━━━ Supplied data

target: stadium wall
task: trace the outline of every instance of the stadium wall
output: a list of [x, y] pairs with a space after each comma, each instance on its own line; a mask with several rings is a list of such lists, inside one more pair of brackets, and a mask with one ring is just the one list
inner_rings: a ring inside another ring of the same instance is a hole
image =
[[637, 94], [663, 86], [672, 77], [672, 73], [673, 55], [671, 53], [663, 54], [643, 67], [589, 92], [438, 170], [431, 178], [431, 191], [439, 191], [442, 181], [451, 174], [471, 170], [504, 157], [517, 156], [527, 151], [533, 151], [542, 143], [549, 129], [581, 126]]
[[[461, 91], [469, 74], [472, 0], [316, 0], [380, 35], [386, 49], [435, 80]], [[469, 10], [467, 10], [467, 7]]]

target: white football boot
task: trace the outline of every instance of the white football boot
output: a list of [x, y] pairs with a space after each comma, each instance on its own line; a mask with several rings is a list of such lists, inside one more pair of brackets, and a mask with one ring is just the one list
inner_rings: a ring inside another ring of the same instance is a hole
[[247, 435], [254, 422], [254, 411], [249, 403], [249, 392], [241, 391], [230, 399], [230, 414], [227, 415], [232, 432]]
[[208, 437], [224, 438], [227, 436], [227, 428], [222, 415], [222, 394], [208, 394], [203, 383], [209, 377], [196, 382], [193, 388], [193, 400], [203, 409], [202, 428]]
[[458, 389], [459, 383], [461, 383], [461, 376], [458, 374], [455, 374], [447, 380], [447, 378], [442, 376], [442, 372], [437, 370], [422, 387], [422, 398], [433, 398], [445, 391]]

━━━━━━

#### Aim of the exercise:
Please update the lines above by changing each "white football boot" to "black football boot", keeping everything else the same.

#### Task response:
target: stadium wall
task: trace the outline of every instance of the stadium wall
output: a list of [x, y] pairs with a space after each comma, each instance on its own line; a mask with several rings is a list of such lists, inside one more pair of brackets, and a mask with one ring is just the one list
inner_rings: a ring inside another ring of the same instance is a hole
image =
[[637, 94], [663, 86], [672, 77], [672, 73], [673, 55], [671, 53], [663, 54], [643, 67], [589, 92], [438, 170], [431, 178], [431, 191], [439, 191], [442, 181], [451, 174], [471, 170], [504, 157], [517, 156], [527, 151], [533, 151], [542, 143], [549, 129], [581, 126]]
[[[461, 91], [469, 74], [472, 0], [316, 0], [380, 35], [386, 49], [435, 80]], [[469, 10], [467, 10], [467, 7]]]

target: black football boot
task: trace the outline of every instance of the black football boot
output: a list of [x, y] pairs with a space after each comma, each instance on its own line; a mask with several rings is a list of such lists, inside one more pair of brackets, and a mask with one ring is just the one list
inner_rings: a ring inside another ring of the same instance is a hole
[[247, 435], [254, 422], [254, 411], [249, 403], [249, 392], [241, 391], [230, 399], [230, 414], [227, 415], [232, 432]]
[[208, 437], [224, 438], [227, 436], [227, 428], [222, 415], [222, 394], [208, 394], [203, 383], [209, 377], [196, 382], [193, 388], [193, 400], [203, 409], [202, 428]]
[[458, 389], [459, 383], [461, 383], [461, 376], [458, 374], [455, 374], [447, 380], [447, 378], [442, 376], [442, 372], [437, 370], [422, 387], [422, 398], [433, 398], [445, 391]]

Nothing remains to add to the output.